[Opening RECORDS SHOWN section]

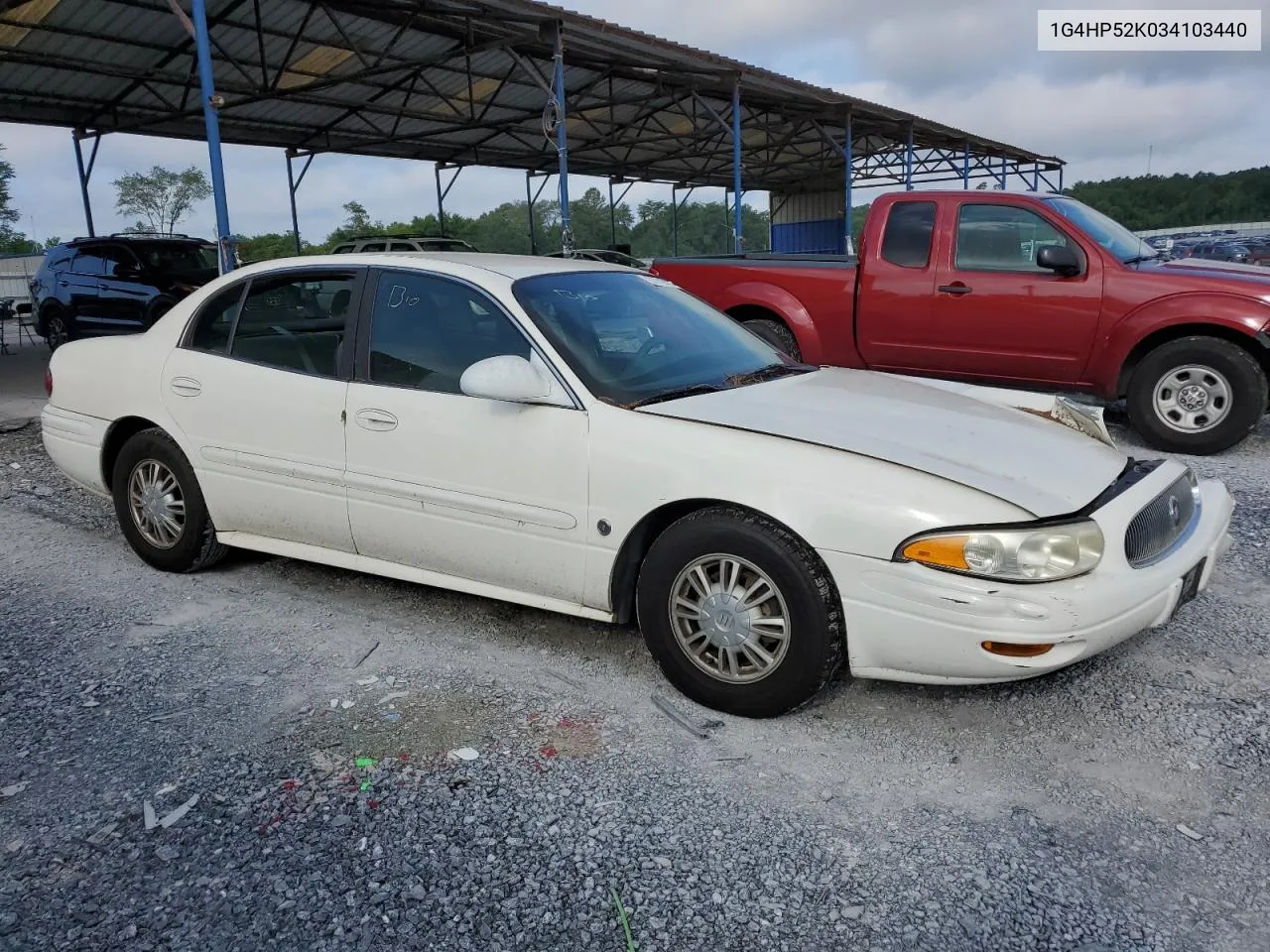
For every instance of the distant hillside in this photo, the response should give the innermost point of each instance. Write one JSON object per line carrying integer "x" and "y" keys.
{"x": 1164, "y": 202}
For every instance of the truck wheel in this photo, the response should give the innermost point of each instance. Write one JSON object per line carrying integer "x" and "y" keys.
{"x": 1197, "y": 395}
{"x": 739, "y": 615}
{"x": 775, "y": 334}
{"x": 160, "y": 506}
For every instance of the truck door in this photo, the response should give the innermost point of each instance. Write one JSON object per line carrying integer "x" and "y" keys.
{"x": 896, "y": 289}
{"x": 996, "y": 313}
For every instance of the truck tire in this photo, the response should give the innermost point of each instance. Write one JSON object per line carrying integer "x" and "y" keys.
{"x": 1197, "y": 395}
{"x": 775, "y": 334}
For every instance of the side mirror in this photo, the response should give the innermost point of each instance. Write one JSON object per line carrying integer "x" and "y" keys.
{"x": 507, "y": 377}
{"x": 1058, "y": 258}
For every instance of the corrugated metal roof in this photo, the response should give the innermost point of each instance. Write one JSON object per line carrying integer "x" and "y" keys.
{"x": 449, "y": 80}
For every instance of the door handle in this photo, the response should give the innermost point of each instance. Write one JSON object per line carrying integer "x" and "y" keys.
{"x": 377, "y": 420}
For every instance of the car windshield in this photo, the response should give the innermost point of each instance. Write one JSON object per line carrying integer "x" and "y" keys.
{"x": 635, "y": 339}
{"x": 172, "y": 258}
{"x": 1106, "y": 231}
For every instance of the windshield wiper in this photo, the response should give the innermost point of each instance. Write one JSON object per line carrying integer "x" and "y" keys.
{"x": 770, "y": 372}
{"x": 676, "y": 394}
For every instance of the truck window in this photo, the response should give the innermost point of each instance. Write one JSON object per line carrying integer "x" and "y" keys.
{"x": 907, "y": 239}
{"x": 1002, "y": 238}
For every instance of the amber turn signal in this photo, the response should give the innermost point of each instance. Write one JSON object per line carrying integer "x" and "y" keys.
{"x": 1010, "y": 651}
{"x": 944, "y": 551}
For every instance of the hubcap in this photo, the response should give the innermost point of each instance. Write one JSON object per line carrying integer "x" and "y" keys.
{"x": 729, "y": 619}
{"x": 157, "y": 504}
{"x": 1192, "y": 399}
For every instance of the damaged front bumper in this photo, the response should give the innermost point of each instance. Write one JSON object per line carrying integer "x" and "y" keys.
{"x": 913, "y": 624}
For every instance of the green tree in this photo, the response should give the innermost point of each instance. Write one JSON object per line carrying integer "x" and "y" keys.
{"x": 1180, "y": 200}
{"x": 160, "y": 197}
{"x": 12, "y": 241}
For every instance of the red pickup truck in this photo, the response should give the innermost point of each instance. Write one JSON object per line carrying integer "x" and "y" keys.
{"x": 1038, "y": 293}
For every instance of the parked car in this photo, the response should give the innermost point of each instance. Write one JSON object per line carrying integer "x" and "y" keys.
{"x": 1019, "y": 290}
{"x": 588, "y": 439}
{"x": 116, "y": 285}
{"x": 402, "y": 243}
{"x": 602, "y": 254}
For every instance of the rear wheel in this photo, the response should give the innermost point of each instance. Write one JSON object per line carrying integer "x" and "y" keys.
{"x": 739, "y": 615}
{"x": 58, "y": 329}
{"x": 1197, "y": 395}
{"x": 775, "y": 334}
{"x": 160, "y": 507}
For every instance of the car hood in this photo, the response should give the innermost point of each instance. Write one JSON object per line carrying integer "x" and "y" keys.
{"x": 1035, "y": 463}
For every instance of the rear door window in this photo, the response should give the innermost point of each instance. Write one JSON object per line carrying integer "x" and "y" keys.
{"x": 910, "y": 231}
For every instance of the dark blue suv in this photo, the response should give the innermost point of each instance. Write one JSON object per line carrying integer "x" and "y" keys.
{"x": 117, "y": 285}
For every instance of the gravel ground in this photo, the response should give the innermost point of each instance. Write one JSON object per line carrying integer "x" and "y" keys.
{"x": 1118, "y": 805}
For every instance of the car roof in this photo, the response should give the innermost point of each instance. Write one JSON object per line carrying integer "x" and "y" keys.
{"x": 457, "y": 263}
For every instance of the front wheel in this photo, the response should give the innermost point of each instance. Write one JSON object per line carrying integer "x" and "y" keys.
{"x": 1197, "y": 395}
{"x": 739, "y": 615}
{"x": 160, "y": 507}
{"x": 775, "y": 334}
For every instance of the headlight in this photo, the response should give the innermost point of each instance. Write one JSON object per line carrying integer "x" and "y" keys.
{"x": 1029, "y": 553}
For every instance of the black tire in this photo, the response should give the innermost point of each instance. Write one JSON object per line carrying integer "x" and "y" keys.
{"x": 775, "y": 334}
{"x": 59, "y": 327}
{"x": 816, "y": 638}
{"x": 195, "y": 547}
{"x": 1245, "y": 380}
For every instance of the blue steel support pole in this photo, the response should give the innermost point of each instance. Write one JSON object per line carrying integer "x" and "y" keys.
{"x": 84, "y": 176}
{"x": 848, "y": 186}
{"x": 207, "y": 82}
{"x": 562, "y": 143}
{"x": 908, "y": 160}
{"x": 738, "y": 243}
{"x": 675, "y": 221}
{"x": 529, "y": 204}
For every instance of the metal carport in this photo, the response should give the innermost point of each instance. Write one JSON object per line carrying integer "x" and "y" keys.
{"x": 463, "y": 82}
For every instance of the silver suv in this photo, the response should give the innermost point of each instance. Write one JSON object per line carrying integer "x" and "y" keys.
{"x": 402, "y": 243}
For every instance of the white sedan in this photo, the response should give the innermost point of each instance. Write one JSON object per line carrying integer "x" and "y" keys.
{"x": 589, "y": 439}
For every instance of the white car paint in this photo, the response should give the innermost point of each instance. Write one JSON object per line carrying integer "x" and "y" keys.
{"x": 504, "y": 499}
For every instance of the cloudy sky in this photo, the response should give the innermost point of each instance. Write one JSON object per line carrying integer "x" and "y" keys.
{"x": 970, "y": 63}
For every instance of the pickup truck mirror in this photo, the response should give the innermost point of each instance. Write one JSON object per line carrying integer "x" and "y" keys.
{"x": 1058, "y": 258}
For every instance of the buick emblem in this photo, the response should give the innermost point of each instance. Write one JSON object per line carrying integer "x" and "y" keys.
{"x": 1175, "y": 511}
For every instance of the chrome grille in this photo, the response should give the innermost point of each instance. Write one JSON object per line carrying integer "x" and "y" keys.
{"x": 1161, "y": 524}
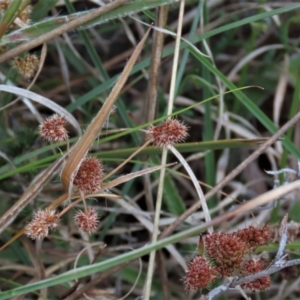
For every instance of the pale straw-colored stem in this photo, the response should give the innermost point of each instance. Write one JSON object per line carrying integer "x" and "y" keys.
{"x": 164, "y": 157}
{"x": 196, "y": 185}
{"x": 127, "y": 160}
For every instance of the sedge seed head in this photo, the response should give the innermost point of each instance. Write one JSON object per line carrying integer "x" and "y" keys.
{"x": 53, "y": 129}
{"x": 36, "y": 230}
{"x": 170, "y": 132}
{"x": 199, "y": 274}
{"x": 87, "y": 221}
{"x": 42, "y": 220}
{"x": 89, "y": 176}
{"x": 227, "y": 250}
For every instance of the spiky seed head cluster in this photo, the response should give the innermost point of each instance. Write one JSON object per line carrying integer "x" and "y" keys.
{"x": 26, "y": 66}
{"x": 87, "y": 220}
{"x": 230, "y": 254}
{"x": 251, "y": 267}
{"x": 89, "y": 176}
{"x": 199, "y": 274}
{"x": 42, "y": 221}
{"x": 170, "y": 132}
{"x": 227, "y": 250}
{"x": 53, "y": 129}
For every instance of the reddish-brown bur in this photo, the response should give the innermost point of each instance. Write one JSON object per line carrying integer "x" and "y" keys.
{"x": 227, "y": 250}
{"x": 87, "y": 220}
{"x": 199, "y": 274}
{"x": 42, "y": 220}
{"x": 53, "y": 129}
{"x": 170, "y": 132}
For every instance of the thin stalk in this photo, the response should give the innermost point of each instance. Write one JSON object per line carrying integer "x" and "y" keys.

[Closing RECORDS SHOWN section]

Exact copies of the lines from the one containing "For every instance of the buick" through the final line of the data are required; pictures are to be omitted.

- WORKED SOLUTION
For every instance of the buick emblem in this photo, the response should give the innermost point of each instance. Write one JSON object per line carrying integer "x" and "y" keys.
{"x": 1175, "y": 511}
For every instance of the chrome grille in this photo, the response should give the innermost point of each instance. Write one JSON object per line carrying integer "x" and "y" keys.
{"x": 1161, "y": 524}
For every instance of the pale straw-colored stem in this photo, the response should give the innermost point of each instance. Write one JSON object per line carrying integer "x" and "y" keys.
{"x": 164, "y": 157}
{"x": 196, "y": 185}
{"x": 127, "y": 160}
For every instance of the sedge seed head in this photo, the response should give the innermost point of each instance. Write one JSON object per line carrying integer "x" and "y" keys.
{"x": 53, "y": 129}
{"x": 36, "y": 230}
{"x": 170, "y": 132}
{"x": 199, "y": 274}
{"x": 87, "y": 221}
{"x": 42, "y": 220}
{"x": 89, "y": 176}
{"x": 227, "y": 250}
For every instance of the spiky seed head cluster in this photo, the response should give the innermost point of each instance. Write one JSON object per line carrying integer "x" and "y" keys.
{"x": 26, "y": 66}
{"x": 87, "y": 220}
{"x": 230, "y": 254}
{"x": 251, "y": 267}
{"x": 89, "y": 176}
{"x": 199, "y": 274}
{"x": 42, "y": 221}
{"x": 170, "y": 132}
{"x": 227, "y": 250}
{"x": 53, "y": 129}
For every instance of the reddish-brown bur in this photo, the response should give the innermost point of each instance. Write one JSON object per line carrying integer "x" and "y" keys.
{"x": 227, "y": 250}
{"x": 87, "y": 220}
{"x": 199, "y": 274}
{"x": 42, "y": 220}
{"x": 53, "y": 129}
{"x": 170, "y": 132}
For every instance of the thin stalk in this photo, the response should give the innermost point of each instance. Write one JSON object per line carrying integer "x" and "y" keys.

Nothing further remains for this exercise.